**Estratto del documento:**
■ ■ ■

Due ebrei trapanesi si trapiantano in Campania per iniziarvi la lavorazione del corallo. Vari tipi di paternostri e collane. Ricerca di altre forme di prodotto finito. Rinascimento. Il fervore nelle botteghe artigiane trapanesi. L'impiego del bulino. L'avvento degli scultori del corallo. Classificazione delle opere. Acquasantiere, capoletti, monetari, calici, ostensori, paliotti, calamariere, ampolline, a nfo re, boccali, candelieri, specchiere. Incastonatura dei framenti. Uso del mastice. Cucitura dei frammenti. Il filone della bigiotteria. Cambiamento di gusti e di tendenze.

Lavorazione mercantile
Agli inizi del XV secolo i corallari Trapanesi, Genovesi e Catalani erano commercialmente piu attivi e tecnicamente piu progrediti rispetto agli altri concorrenti mediterranei. Sia i Siciliani che i Liguri ricavavano lauti profitti da questa attività, in quanto avevano accesso a tutti i mercati del mondo commerciale del tempo. I Genovesi in forza della loro intraprendente marina (mercantile e da guerra), i Trapanesi perché potevano sfruttare i privilegi concessi dalla Corona d'Aragona, ma anche perché erano interlocutori preferiti dei Catalani che controllavano molte vie di traffico con l'Oriente e con gli altri popoli del Bacino del Mediterraneo. Sia gli uni che gli altri avevano accesso ai ricchi banchi del Nord Africa (Marsa-el-Kharez e Tabarca, soprattutto).
Inoltre i Genovesi sfruttavano; piuttosto intensamente, le scogliere coralline lungo le coste della Sardegna e della Corsica.
Nei primi decenni del '400 i Napoletani, quando ancora erano sotto il dominio degli Angioini, pescavano essenzialmente lungo le pur ricche coste del loro Regno ma esercitavano traffici marittimi che erano condizionati dalle forti Repubbliche Marinare e dagli stessi Aragonesi.
È da ritenere che l'interesse dei Napoletani fosse maggiormente rivolto all'ampio retroterra che abbracciava, senza soluzione di continuità, il vasto territorio-mercato che va dalla Calabria al Lazio compreso; i Campani avevano anche la possibilità di rivolgersi ai trafficanti della costa balcanica.

■ ■ ■

**Dati registrati:**
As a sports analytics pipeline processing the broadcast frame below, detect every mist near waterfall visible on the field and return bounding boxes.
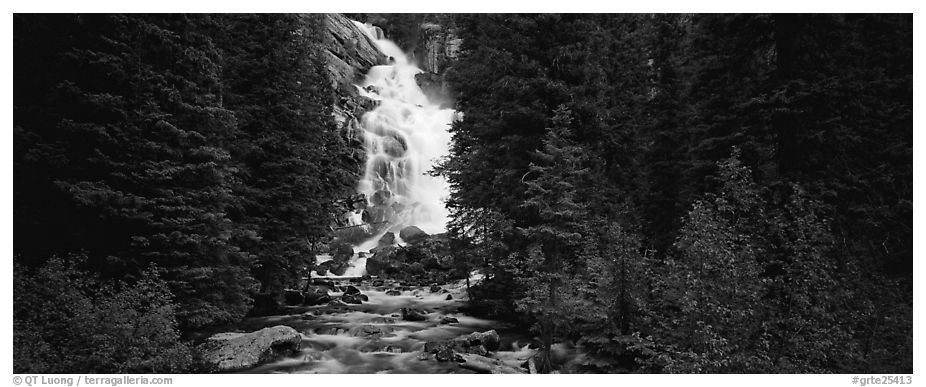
[354,22,454,239]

■ ■ ■

**Esercizi:**
(1) Secondo il testo sulla lavorazione del corallo, lungo quali coste i Genovesi sfruttavano intensamente le scogliere coralline?
(2) Elenca i gruppi di corallari che il testo sulla lavorazione del corallo indica come i più attivi e progrediti agli inizi del XV secolo.
(3) Prosegui il testo sulla lavorazione del corallo dopo la sua ultima frase.

**Risposte:**
(1) Lungo le coste della Sardegna e della Corsica.

(2) Trapanesi, Genovesi, Catalani.

(3)
Certamente i Genovesi vendettero corallo ai Napoletani in cambio di grano;139 ma nel '700 le parti si invertiranno perché saranno i napoletani, assieme ad altri, a rifornire di corallo gli artigiani genovesi.140
È verosimile, comunque, che nel XV secolo in Campania l'arte della lavorazione non fosse molto progredita. Lo dimostrerebbe la circostanza che, fra la fine del '400 e gli inizi del '500 alcuni artigiani forestieri furono ingaggiati per prestare la loro opera nelle apoteche di Napoli ed Amalfi.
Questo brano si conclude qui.